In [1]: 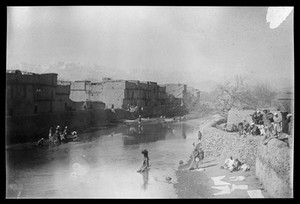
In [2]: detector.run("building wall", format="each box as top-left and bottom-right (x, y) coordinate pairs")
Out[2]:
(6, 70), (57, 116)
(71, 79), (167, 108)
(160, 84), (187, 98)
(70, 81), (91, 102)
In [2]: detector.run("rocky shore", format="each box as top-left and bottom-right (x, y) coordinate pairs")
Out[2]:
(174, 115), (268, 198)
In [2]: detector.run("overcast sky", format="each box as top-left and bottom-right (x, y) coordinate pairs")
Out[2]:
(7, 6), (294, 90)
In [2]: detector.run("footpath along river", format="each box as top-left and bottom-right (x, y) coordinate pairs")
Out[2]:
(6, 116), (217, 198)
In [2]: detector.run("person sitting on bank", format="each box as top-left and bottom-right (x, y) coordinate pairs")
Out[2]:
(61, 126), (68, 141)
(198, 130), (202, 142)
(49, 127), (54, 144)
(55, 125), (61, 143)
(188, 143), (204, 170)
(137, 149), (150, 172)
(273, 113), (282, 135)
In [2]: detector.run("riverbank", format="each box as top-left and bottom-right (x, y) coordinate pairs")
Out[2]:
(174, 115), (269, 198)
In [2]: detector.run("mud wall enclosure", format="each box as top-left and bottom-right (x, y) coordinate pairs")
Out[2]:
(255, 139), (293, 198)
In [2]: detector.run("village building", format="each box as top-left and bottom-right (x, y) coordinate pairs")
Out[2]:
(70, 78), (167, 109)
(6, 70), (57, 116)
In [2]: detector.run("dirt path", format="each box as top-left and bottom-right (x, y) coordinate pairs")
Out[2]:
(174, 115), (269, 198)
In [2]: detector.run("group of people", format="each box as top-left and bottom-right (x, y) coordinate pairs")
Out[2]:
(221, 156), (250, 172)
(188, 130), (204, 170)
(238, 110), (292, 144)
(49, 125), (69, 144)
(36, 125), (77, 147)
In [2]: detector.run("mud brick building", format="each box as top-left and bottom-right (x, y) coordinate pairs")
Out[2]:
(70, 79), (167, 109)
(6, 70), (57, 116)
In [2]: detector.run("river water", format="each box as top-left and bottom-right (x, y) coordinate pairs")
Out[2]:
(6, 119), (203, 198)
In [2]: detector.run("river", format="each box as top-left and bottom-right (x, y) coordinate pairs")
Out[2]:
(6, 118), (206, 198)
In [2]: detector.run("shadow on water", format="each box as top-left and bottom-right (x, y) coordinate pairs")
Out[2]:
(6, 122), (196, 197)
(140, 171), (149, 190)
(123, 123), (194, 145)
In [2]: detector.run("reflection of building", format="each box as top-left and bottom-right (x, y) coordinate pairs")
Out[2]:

● ● ● ● ●

What the task asks:
Copy all of the material above line for line, with no changes, and leave the pictures out.

Output for this task:
In [1]: 
In [2]: detector.run("building wall", format="each box as top-left and bottom-right (x, y) coordinate pairs")
Out[2]:
(6, 70), (57, 116)
(71, 79), (167, 108)
(160, 84), (187, 98)
(70, 81), (91, 102)
In [2]: detector.run("rocky shore", format="each box as top-left and bottom-right (x, y) coordinate pairs")
Out[2]:
(174, 115), (268, 198)
In [2]: detector.run("overcast sky", format="each box as top-left and bottom-right (x, y) coordinate pairs")
Out[2]:
(7, 6), (294, 90)
In [2]: detector.run("footpath along river", format="each box as top-left and bottom-right (x, y) coordinate pairs")
Out[2]:
(6, 116), (217, 198)
In [2]: detector.run("person sitting on bank", format="each box as top-left and bottom-right (x, y) coordinate pairs")
Out[2]:
(61, 126), (68, 141)
(198, 130), (202, 142)
(49, 127), (54, 144)
(55, 125), (61, 143)
(188, 143), (204, 170)
(137, 149), (150, 172)
(273, 113), (282, 135)
In [2]: detector.run("riverbank", format="each box as top-left and bottom-right (x, y) coordinate pairs")
Out[2]:
(174, 115), (269, 198)
In [2]: detector.run("mud wall enclosure", format="each box as top-left and bottom-right (x, y) coordinate pairs")
Out[2]:
(255, 139), (293, 198)
In [2]: detector.run("village building", format="each box as top-left and bottom-right (x, y) coordinate pairs")
Out[2]:
(70, 78), (167, 109)
(6, 70), (57, 116)
In [2]: detector.run("dirt path", format="each box as top-left and bottom-right (x, y) coordinate pairs")
Out[2]:
(174, 115), (269, 198)
In [2]: detector.run("group of people", format="each box as top-left and bottom-right (x, y) coordinate pairs")
Out[2]:
(221, 156), (250, 172)
(188, 130), (204, 170)
(238, 110), (292, 144)
(49, 125), (69, 144)
(36, 125), (77, 147)
In [2]: detector.run("mud brick building", format="each box as top-left and bottom-right (x, y) coordinate pairs")
Out[2]:
(70, 79), (167, 109)
(6, 70), (57, 116)
In [2]: detector.run("river water", format="each box as top-left and bottom-right (x, y) coordinate pairs")
Out[2]:
(6, 119), (203, 198)
In [2]: detector.run("river", format="each box as top-left and bottom-right (x, y) coordinate pairs")
Out[2]:
(6, 118), (206, 198)
In [2]: detector.run("shadow on water", format="each box as top-left and bottom-right (x, y) coordinate pairs")
Out[2]:
(6, 122), (196, 197)
(140, 171), (149, 190)
(123, 123), (194, 145)
In [2]: detector.run("reflection of building", format="each box as top-left and bottom-right (x, y) coordinate pairs")
Out[2]:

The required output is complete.